— Directions —
The records should be copied out again with no alteration.

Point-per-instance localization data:
# # #
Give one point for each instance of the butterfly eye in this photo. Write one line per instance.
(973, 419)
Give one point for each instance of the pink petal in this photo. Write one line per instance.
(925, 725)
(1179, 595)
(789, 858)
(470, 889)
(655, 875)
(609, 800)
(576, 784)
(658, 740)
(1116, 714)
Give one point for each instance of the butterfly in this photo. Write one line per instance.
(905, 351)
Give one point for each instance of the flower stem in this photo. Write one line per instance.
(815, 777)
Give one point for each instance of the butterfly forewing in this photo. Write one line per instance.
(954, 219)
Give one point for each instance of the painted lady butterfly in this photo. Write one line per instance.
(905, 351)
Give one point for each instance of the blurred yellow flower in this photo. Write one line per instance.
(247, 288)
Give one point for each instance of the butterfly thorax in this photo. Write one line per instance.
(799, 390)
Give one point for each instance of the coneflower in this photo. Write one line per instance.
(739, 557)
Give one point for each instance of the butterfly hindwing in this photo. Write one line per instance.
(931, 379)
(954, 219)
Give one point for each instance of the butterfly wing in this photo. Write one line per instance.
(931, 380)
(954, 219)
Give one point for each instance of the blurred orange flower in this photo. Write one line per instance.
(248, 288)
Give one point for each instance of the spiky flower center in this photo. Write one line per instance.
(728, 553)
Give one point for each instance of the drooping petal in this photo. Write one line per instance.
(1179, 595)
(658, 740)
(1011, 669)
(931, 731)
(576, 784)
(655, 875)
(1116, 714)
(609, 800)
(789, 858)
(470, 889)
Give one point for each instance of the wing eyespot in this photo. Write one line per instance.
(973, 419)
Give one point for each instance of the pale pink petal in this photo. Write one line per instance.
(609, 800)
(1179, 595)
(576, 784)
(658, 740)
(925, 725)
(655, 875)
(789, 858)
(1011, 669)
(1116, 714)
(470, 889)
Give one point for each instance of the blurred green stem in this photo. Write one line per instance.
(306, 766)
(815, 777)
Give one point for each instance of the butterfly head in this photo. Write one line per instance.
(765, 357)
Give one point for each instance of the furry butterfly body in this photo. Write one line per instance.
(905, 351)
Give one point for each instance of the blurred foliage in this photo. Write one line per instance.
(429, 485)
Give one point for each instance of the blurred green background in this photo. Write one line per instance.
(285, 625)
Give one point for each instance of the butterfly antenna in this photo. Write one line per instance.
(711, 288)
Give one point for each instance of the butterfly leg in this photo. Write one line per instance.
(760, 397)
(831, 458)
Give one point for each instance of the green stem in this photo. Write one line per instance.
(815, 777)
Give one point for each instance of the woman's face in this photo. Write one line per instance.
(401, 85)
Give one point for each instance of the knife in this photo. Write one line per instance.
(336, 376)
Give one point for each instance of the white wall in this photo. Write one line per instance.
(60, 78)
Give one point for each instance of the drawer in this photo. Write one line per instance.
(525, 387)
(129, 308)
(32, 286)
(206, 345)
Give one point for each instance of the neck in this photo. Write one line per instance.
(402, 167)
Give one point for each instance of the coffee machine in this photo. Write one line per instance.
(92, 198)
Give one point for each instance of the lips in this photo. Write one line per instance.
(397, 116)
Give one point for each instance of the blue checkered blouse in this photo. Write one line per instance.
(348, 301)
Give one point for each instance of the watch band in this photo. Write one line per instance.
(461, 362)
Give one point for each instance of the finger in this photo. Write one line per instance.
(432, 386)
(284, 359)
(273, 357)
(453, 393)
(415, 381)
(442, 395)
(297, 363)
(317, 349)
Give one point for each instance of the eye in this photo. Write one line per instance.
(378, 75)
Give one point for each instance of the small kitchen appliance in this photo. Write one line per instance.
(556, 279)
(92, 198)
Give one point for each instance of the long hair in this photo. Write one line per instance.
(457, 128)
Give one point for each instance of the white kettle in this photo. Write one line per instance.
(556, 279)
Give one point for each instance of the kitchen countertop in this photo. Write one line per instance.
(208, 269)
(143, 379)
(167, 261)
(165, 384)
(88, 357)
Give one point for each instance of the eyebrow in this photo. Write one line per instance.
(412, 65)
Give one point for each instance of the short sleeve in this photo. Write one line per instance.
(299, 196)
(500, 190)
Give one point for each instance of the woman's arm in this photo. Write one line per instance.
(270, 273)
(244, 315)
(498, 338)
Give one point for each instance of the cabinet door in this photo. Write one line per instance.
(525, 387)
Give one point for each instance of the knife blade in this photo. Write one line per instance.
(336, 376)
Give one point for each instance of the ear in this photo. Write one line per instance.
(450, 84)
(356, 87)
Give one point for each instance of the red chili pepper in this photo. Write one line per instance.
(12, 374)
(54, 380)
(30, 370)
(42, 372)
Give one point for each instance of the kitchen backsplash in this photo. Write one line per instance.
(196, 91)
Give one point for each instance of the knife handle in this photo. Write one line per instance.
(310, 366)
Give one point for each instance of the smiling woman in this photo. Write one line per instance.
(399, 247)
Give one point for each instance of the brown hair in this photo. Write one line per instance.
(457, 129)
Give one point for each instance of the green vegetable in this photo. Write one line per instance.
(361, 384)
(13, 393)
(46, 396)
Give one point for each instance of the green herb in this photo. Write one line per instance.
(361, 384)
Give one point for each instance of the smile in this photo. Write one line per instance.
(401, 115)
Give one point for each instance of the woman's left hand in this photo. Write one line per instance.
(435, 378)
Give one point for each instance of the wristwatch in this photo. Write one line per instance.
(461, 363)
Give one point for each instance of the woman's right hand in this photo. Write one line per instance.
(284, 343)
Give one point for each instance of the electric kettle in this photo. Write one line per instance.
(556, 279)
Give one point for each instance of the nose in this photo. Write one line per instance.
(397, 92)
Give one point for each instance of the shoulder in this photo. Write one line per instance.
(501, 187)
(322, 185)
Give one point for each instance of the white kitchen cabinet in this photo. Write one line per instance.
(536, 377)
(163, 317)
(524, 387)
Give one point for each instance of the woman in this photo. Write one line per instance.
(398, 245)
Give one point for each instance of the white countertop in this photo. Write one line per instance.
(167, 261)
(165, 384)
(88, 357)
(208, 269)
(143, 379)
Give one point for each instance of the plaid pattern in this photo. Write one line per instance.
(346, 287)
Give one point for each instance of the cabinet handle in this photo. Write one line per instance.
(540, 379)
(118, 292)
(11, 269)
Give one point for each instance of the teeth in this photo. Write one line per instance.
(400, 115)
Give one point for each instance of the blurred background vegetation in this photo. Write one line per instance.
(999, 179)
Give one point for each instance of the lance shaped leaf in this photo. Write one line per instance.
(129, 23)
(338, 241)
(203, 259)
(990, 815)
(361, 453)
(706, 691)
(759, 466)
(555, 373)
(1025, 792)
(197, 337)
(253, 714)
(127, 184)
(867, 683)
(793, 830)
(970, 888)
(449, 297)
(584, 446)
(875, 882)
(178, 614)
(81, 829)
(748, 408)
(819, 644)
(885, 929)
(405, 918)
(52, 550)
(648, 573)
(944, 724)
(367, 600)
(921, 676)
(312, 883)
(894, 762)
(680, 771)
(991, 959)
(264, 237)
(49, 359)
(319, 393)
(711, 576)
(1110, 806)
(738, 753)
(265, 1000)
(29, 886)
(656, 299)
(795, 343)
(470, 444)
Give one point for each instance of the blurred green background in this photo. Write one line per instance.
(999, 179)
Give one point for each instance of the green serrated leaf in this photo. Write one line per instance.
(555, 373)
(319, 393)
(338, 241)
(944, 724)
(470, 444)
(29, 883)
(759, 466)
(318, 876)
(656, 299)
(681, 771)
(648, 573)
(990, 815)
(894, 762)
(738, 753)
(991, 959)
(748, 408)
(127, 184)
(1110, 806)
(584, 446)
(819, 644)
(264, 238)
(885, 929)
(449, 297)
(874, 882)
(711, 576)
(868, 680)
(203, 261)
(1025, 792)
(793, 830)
# # #
— Response area —
Give one point for each instance of the butterfly eye in this photo. Write one line per instance.
(973, 419)
Give one point for each instance of the pink petal in this photo. Write one line per instance.
(925, 725)
(1179, 595)
(789, 858)
(470, 889)
(655, 875)
(609, 800)
(576, 784)
(658, 740)
(1116, 714)
Give one point for each instance of the butterfly in this photo. Write one line per instance.
(905, 351)
Give one point for each instance of the flower stem in this photo. Write one line per instance.
(815, 777)
Give one point for each instance of the butterfly forewing in this photo. Write one line per instance.
(954, 219)
Give one point for each instance of the painted lady butterfly in this photo. Write one line per instance.
(905, 351)
Give one point for each instance of the blurred yellow flower in this photo. Write one line per instance.
(247, 288)
Give one point for each instance of the butterfly thorax in this photo. Write one line per instance.
(799, 390)
Give one point for each instance of the coneflower in this photo. Write one line per instance.
(739, 557)
Give one point for each instance of the butterfly hindwing in this photo. Write one line per instance.
(931, 379)
(954, 219)
Give one point for each instance of the butterfly wing in this photo. Write one line per instance.
(931, 380)
(954, 219)
Give one point for each instance of the blurred orange flower in this photo. Write one line per instance.
(248, 288)
Give one point for each instance of the spiky flower center in this photo. Write one line per instance.
(728, 553)
Give one point for each instance of the drooping petal in this photo. Write one line per instance.
(1179, 595)
(658, 740)
(1011, 669)
(931, 731)
(576, 784)
(655, 875)
(1116, 714)
(609, 800)
(789, 858)
(470, 889)
Give one point for each instance of the wing eyespot in this photo. Write one line per instance.
(973, 419)
Give one point for each instance of the pale pink petal in this photo. Write one line per instance.
(609, 800)
(1179, 595)
(576, 784)
(658, 740)
(925, 725)
(655, 875)
(789, 858)
(1011, 669)
(1116, 714)
(470, 889)
Give one point for each instance of the blurred green stem in this photo. Write one line per instance.
(306, 766)
(815, 777)
Give one point for each instance of the butterfly head in this photo. Write one line per instance.
(765, 357)
Give one point for each instance of the furry butterfly body in this photo. Write one line per instance.
(905, 351)
Give one point for each instance of the blurred foliage in this photo. Write one line per instance.
(429, 485)
Give one point for each instance of the blurred green background in this photo. Write one line per instance.
(285, 625)
Give one point for each instance of the butterfly antenna in this photo. Write one line per instance.
(711, 288)
Give one point for each instance of the butterfly leg in this photo. Write one line per instance.
(760, 397)
(831, 458)
Give one point for each instance of the green stem in this photo. Write one line per instance.
(815, 777)
Give one point for each instance of the woman's face in this photo. Write one line per instance.
(401, 85)
Give one point for each instance of the knife in this photo. Write one line per instance.
(336, 376)
Give one point for each instance of the white wall in this photo. Write one line per instance.
(60, 78)
Give one point for each instance of the drawer in this photo. Write one line per instance.
(525, 387)
(129, 308)
(32, 286)
(206, 345)
Give one point for each instance of the neck in this photo. Write one line per instance.
(402, 167)
Give one point for each instance of the coffee machine in this photo. Write one line per instance.
(92, 198)
Give one point for each instance of the lips in this photo. Write one line per instance.
(397, 116)
Give one point for each instance of the blue checkered blouse in this photo. Write one line per instance.
(348, 301)
Give one point for each instance of the watch band in this photo. Write one line per instance.
(461, 362)
Give one point for each instance of the finger in this photo. Write one line per instance.
(432, 386)
(284, 359)
(273, 357)
(453, 393)
(415, 381)
(442, 395)
(297, 363)
(317, 349)
Give one point for each instance of the eye in this photo. Write one line per instance.
(378, 75)
Give one point for each instance of the small kitchen appliance in this photo. Write one line per instance.
(556, 279)
(92, 198)
Give one point for each instance of the long hair in this photo. Write one line per instance.
(457, 128)
Give one point for each instance of the white kettle in this photo. Write one line per instance.
(556, 279)
Give one point for each instance of the kitchen countertop in this photo. Write one line per instance.
(208, 269)
(143, 379)
(167, 261)
(165, 384)
(88, 357)
Give one point for each instance of the eyebrow in this photo. Write one line per instance.
(412, 65)
Give one point for each instance of the short sleeve in this photo. Write one line per instance.
(299, 196)
(500, 190)
Give one point for each instance of the woman's arm in this photo. Write one line per instance.
(270, 273)
(244, 315)
(498, 338)
Give one point for each instance of the cabinet door in this photo. Write one line per instance.
(525, 387)
Give one point for each instance of the knife blade in this photo. Write one line per instance.
(336, 376)
Give one point for each instance of the ear in this photo. Write one line per instance.
(450, 84)
(356, 87)
Give one point for each instance of the red chili pepper in this photo. Write one line per instance.
(12, 374)
(54, 380)
(30, 370)
(42, 372)
Give one point for each instance of the kitchen backsplash in this photo. Write one line per instance.
(196, 91)
Give one point for each instance of the knife handle in this photo. Write one line per instance.
(310, 366)
Give one point for each instance of the smiling woman in this photo. Write one line per instance.
(399, 247)
Give one point for each instance of the brown hair in this photo. Write one line per instance.
(457, 129)
Give one point for each instance of the green vegetable in this photo. Write one line per instance.
(361, 384)
(13, 393)
(46, 396)
Give one point for each instance of the green herb in this photo. Write one line per instance.
(361, 384)
Give one point for each instance of the smile in this photo. Write one line per instance.
(401, 115)
Give one point for each instance of the woman's left hand in this photo. Write one line per instance.
(435, 378)
Give one point for each instance of the wristwatch in this photo. Write one line per instance.
(461, 363)
Give one point for each instance of the woman's right hand in this photo. Write one line per instance.
(284, 343)
Give one point for each instance of the electric kettle in this photo. Write one line per instance.
(556, 279)
Give one point for each instance of the nose in this photo. Write one line per instance.
(397, 92)
Give one point for each instance of the shoulder in this photo. Write one line per instance.
(501, 187)
(322, 185)
Give one point for each instance of the white kitchen cabinet in this photo. Write one line per instance.
(536, 377)
(163, 317)
(524, 387)
Give one point for each instance of the woman in this photo. Write one line per instance.
(398, 245)
Give one point for each instance of the white countertop in this photo. Write one line per instance.
(167, 261)
(165, 384)
(88, 357)
(208, 269)
(143, 379)
Give one point for each instance of the plaid pattern in this photo. Write one line per instance.
(346, 287)
Give one point for each instance of the cabinet handle in this photo. Write one line per instance.
(540, 379)
(118, 292)
(11, 269)
Give one point for each instance of the teeth in this photo. Write one line per instance.
(400, 115)
Give one point for each instance of the blurred background vegetation in this photo. Write one line per instance.
(999, 179)
Give one point for each instance of the lance shaped leaf in this photo. Write one line per instance.
(129, 23)
(338, 241)
(203, 259)
(990, 815)
(361, 453)
(706, 691)
(759, 466)
(555, 373)
(1025, 792)
(197, 337)
(253, 714)
(127, 184)
(867, 683)
(793, 830)
(970, 888)
(449, 297)
(584, 446)
(875, 882)
(178, 614)
(81, 829)
(748, 408)
(819, 644)
(885, 929)
(405, 918)
(52, 550)
(648, 573)
(944, 724)
(367, 600)
(921, 676)
(312, 883)
(894, 762)
(680, 771)
(991, 959)
(264, 237)
(49, 359)
(319, 393)
(711, 576)
(1110, 806)
(738, 753)
(265, 1000)
(29, 886)
(656, 299)
(795, 343)
(470, 444)
Give one point for each instance of the blurred green background in this photo. Write one line per instance.
(999, 179)
Give one point for each instance of the green serrated leaf in this photo. Write one line per instance.
(555, 373)
(319, 393)
(338, 241)
(944, 724)
(470, 444)
(29, 883)
(759, 466)
(318, 876)
(656, 299)
(681, 771)
(648, 573)
(990, 815)
(894, 762)
(738, 753)
(991, 959)
(748, 408)
(127, 184)
(1110, 806)
(584, 446)
(819, 644)
(264, 238)
(885, 929)
(449, 297)
(874, 882)
(711, 576)
(868, 680)
(203, 261)
(1025, 792)
(793, 830)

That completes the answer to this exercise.